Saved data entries
▬▬▬

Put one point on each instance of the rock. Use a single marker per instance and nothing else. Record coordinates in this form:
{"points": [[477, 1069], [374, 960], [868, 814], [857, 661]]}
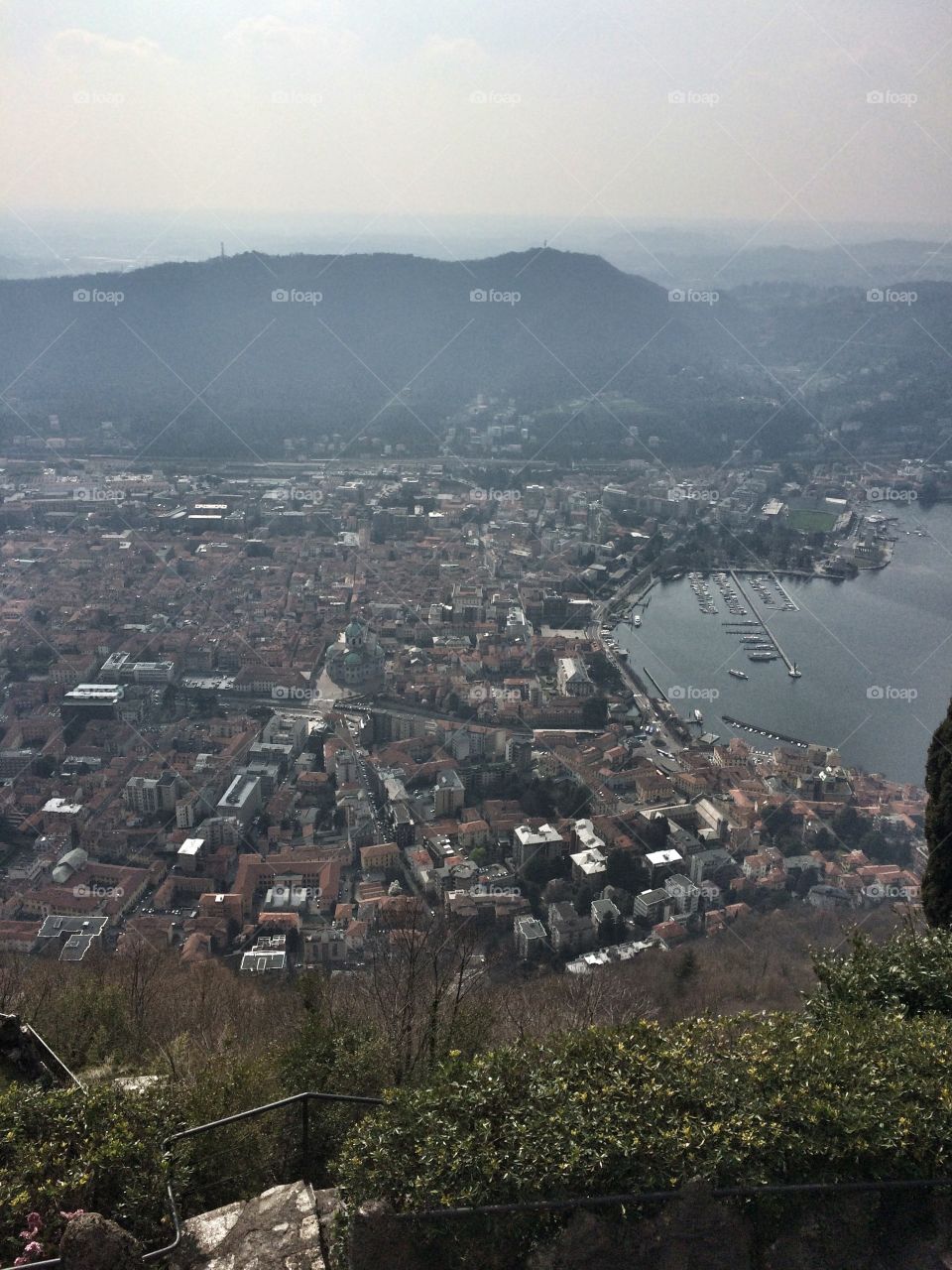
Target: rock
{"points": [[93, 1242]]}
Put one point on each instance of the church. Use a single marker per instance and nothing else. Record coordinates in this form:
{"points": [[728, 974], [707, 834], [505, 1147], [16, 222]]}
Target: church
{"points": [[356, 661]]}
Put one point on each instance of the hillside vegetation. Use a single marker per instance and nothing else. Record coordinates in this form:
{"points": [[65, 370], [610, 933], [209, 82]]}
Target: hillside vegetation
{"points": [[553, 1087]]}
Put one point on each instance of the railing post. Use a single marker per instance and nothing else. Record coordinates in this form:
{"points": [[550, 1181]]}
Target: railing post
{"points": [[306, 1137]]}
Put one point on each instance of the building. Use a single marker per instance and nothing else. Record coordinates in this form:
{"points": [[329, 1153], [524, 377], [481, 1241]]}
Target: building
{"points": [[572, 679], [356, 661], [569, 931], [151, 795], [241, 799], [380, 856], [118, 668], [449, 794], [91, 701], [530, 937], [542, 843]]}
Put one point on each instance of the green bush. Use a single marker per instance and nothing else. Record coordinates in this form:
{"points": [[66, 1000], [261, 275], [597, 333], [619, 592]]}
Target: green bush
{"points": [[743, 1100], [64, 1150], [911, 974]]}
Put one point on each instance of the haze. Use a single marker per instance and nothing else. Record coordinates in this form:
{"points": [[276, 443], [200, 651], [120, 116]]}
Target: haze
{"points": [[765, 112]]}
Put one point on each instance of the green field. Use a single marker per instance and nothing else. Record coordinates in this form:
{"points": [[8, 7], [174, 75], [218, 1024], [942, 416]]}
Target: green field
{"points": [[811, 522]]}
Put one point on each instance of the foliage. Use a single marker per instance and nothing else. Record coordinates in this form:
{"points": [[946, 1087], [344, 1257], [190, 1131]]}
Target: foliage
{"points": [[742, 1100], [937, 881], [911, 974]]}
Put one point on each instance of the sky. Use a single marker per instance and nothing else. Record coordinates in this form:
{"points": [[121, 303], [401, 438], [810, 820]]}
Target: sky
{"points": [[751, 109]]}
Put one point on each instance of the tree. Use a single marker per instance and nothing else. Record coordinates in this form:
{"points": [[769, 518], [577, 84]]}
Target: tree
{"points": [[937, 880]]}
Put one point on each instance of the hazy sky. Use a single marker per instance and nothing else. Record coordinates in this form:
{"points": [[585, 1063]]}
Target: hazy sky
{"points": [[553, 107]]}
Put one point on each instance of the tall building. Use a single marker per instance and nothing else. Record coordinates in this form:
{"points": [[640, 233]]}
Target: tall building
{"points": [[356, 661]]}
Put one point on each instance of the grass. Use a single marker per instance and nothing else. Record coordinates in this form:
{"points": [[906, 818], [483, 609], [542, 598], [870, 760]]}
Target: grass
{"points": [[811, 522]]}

▬▬▬

REQUIRED WORK
With the pictures excluded, the records are to be reproduced exactly.

RESULT FOR THIS EXERCISE
Put one point on each instance of the rock. Use a single marker per instance and nothing else. Record coordinates in this form:
{"points": [[477, 1069], [374, 960], [868, 814], [857, 661]]}
Target: rock
{"points": [[93, 1242]]}
Put one point on each instance of the church. Use a single marker per instance and nothing else. Record coordinates in this form:
{"points": [[728, 974], [707, 834], [505, 1147], [16, 222]]}
Target: church
{"points": [[356, 661]]}
Put one point on each instance of the hillside vegetation. Use a single marker per instance and nothing else. Record coordinates in this form:
{"points": [[65, 370], [610, 933], [209, 82]]}
Target: hillside vegetation
{"points": [[553, 1087]]}
Put one point on each instance of the railing post. Use a single marker per instance and nothing else. Record coordinates in this form:
{"points": [[550, 1181]]}
Target: railing post
{"points": [[306, 1137]]}
Put one point on each instance of the building. Use a single marker per instance and nothing else. Record coordinates in this form:
{"points": [[329, 1153], [524, 377], [481, 1241]]}
Target: building
{"points": [[572, 679], [356, 661], [569, 931], [151, 795], [241, 799], [380, 856], [118, 668], [449, 794], [91, 701], [530, 937], [542, 843]]}
Put one point on each instance of the green bush. Use a single marker per instance and nothing else. Record coordinates in this form:
{"points": [[66, 1000], [261, 275], [597, 333], [619, 592]]}
Target: green bush
{"points": [[743, 1100], [64, 1150], [911, 974]]}
Put one point on each instance of the haze. Use a single marker per instance and nothing else. Record coordinates in this form:
{"points": [[276, 443], [200, 651], [120, 116]]}
Target: haze
{"points": [[765, 112]]}
Put one point on each instance of the green field. Use a single marker per instance and nothing else. Record coordinates in this form:
{"points": [[8, 7], [174, 75], [218, 1024], [942, 416]]}
Target: green field
{"points": [[811, 522]]}
Put one point on each instance of the foliage. Use a single marker per instance and nothing else. Record coordinates in this form:
{"points": [[946, 1087], [344, 1257], [190, 1131]]}
Target: foliage
{"points": [[742, 1100], [937, 881], [911, 974]]}
Put one point on each instance of the sky. Use a single marker per instance and nothing else. Record coordinates in this form:
{"points": [[121, 303], [401, 438], [810, 820]]}
Target: sky
{"points": [[751, 109]]}
Put one point on each instance of the tree. Use a single marker per instance and nothing else. Record coordinates in this form:
{"points": [[769, 518], [577, 84]]}
Target: tree
{"points": [[937, 880]]}
Put one point on each instance of the hazy sky. Use a single marker per instance and nothing else. Record coordinates in this form:
{"points": [[585, 1063]]}
Target: hazy sky
{"points": [[553, 107]]}
Put one point on each instance of the tall building. Use a single marker per instance and nothing else. Record coordinates in this form:
{"points": [[640, 233]]}
Target: tall building
{"points": [[356, 661]]}
Put one point on each instance of the grass. Use a single marker per instance and nothing else. Record coordinates in this form:
{"points": [[906, 818], [483, 609], [542, 598], [870, 760]]}
Target: grass
{"points": [[811, 522]]}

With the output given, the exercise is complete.